(Excerpts of location labeling data)

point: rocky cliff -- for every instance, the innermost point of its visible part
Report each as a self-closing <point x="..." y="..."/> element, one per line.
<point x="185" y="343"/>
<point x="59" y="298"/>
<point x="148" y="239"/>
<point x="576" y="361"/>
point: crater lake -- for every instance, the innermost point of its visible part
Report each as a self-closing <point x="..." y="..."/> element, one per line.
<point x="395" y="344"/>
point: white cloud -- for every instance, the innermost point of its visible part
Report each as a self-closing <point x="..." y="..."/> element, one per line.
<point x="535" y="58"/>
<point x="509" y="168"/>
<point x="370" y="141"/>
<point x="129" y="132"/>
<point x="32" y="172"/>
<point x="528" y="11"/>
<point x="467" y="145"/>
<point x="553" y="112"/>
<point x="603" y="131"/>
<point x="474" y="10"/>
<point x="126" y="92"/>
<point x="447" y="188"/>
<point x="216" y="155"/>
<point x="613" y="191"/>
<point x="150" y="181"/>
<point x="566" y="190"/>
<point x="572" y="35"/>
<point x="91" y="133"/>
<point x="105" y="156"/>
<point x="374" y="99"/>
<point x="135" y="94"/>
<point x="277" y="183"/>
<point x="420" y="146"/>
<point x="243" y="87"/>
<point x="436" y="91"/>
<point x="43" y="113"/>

#### PROBLEM TO WORK ON:
Restate the records, all of them, precisely as written.

#### RESULT:
point: rocky cliff -- for every instance, the innermost point of its visible part
Report each as a self-closing <point x="..." y="..."/> element, one per line.
<point x="185" y="343"/>
<point x="59" y="298"/>
<point x="148" y="239"/>
<point x="576" y="361"/>
point: crater lake -- for every instance, the innermost point of its visible part
Report each as a self-closing <point x="..." y="..."/> element, one per line.
<point x="395" y="344"/>
point: white cloud -- for every instance, the innermost point of its visible part
Report each as a self-closing <point x="..." y="..."/> element, one per line.
<point x="535" y="58"/>
<point x="509" y="168"/>
<point x="370" y="141"/>
<point x="129" y="132"/>
<point x="32" y="172"/>
<point x="528" y="11"/>
<point x="467" y="145"/>
<point x="553" y="112"/>
<point x="603" y="131"/>
<point x="474" y="10"/>
<point x="126" y="92"/>
<point x="447" y="188"/>
<point x="216" y="155"/>
<point x="613" y="191"/>
<point x="150" y="181"/>
<point x="566" y="190"/>
<point x="572" y="35"/>
<point x="91" y="133"/>
<point x="105" y="156"/>
<point x="374" y="99"/>
<point x="135" y="94"/>
<point x="277" y="183"/>
<point x="420" y="146"/>
<point x="243" y="87"/>
<point x="436" y="91"/>
<point x="43" y="113"/>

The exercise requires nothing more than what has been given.